DATASET RECORDS START
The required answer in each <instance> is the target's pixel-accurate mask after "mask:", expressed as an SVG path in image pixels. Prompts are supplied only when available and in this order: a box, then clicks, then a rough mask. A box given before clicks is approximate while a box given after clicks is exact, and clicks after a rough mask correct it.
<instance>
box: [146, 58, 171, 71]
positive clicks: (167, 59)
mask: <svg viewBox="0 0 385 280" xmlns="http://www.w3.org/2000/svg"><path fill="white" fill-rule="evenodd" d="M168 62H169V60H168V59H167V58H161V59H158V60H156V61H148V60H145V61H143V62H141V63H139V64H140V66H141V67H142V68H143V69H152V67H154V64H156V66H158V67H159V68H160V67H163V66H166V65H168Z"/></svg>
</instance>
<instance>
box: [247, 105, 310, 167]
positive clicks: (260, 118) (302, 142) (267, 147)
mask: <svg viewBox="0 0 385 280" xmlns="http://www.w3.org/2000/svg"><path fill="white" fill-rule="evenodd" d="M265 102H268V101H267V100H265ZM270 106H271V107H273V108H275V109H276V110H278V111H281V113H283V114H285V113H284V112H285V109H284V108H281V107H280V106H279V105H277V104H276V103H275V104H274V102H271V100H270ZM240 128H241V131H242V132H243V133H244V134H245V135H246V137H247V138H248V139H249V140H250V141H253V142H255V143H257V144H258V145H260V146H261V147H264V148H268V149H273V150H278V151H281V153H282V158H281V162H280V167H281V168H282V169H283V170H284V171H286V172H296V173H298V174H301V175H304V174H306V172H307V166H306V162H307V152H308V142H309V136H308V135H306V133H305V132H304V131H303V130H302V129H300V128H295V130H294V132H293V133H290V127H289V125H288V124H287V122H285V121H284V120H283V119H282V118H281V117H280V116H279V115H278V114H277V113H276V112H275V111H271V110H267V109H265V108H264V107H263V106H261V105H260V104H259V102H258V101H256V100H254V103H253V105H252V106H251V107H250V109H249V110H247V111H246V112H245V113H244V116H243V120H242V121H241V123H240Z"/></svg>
DATASET RECORDS END
Update the material above by replacing every "positive clicks" with "foreground clicks" and leaving everything else unchanged.

• _RESPONSE BOX_:
The required answer in each <instance> is the target's pixel-accurate mask after "mask:", expressed as an SVG path in image pixels. Prompts are supplied only when available and in this order: a box, then clicks, then a rough mask. A box given before clicks is approximate while a box given after clicks is exact, and clicks after a rough mask correct it.
<instance>
box: [146, 58, 171, 71]
foreground clicks: (167, 59)
mask: <svg viewBox="0 0 385 280" xmlns="http://www.w3.org/2000/svg"><path fill="white" fill-rule="evenodd" d="M168 62H169V60H168V59H167V58H161V59H158V60H156V61H148V60H145V61H143V62H141V63H139V64H140V66H141V67H142V68H143V69H152V67H154V64H156V66H158V67H159V68H160V67H163V66H166V65H168Z"/></svg>
</instance>
<instance>
box: [247, 105, 310, 167]
foreground clicks: (260, 118) (302, 142) (267, 147)
mask: <svg viewBox="0 0 385 280" xmlns="http://www.w3.org/2000/svg"><path fill="white" fill-rule="evenodd" d="M265 102H268V101H267V100H265ZM270 106H271V107H273V108H275V109H276V110H278V111H281V113H283V114H285V113H284V112H285V109H284V108H281V107H280V106H279V105H277V104H276V103H275V104H274V102H271V100H270ZM240 128H241V131H242V132H243V133H244V134H245V135H246V137H247V138H248V139H249V140H250V141H253V142H255V143H257V144H258V145H260V146H261V147H264V148H268V149H273V150H278V151H281V153H282V158H281V162H280V167H281V168H282V169H283V170H284V171H286V172H296V173H298V174H301V175H304V174H306V172H307V166H306V162H307V152H308V142H309V136H308V135H306V133H305V132H304V131H303V130H302V129H300V128H295V130H294V132H293V133H290V127H289V125H288V124H287V122H285V121H284V120H283V119H282V118H281V117H280V116H279V115H278V114H277V113H276V112H275V111H271V110H267V109H265V108H264V107H263V106H261V105H260V104H259V102H258V101H256V100H254V103H253V105H252V106H251V107H250V109H249V110H247V111H246V112H245V113H244V116H243V120H242V121H241V123H240Z"/></svg>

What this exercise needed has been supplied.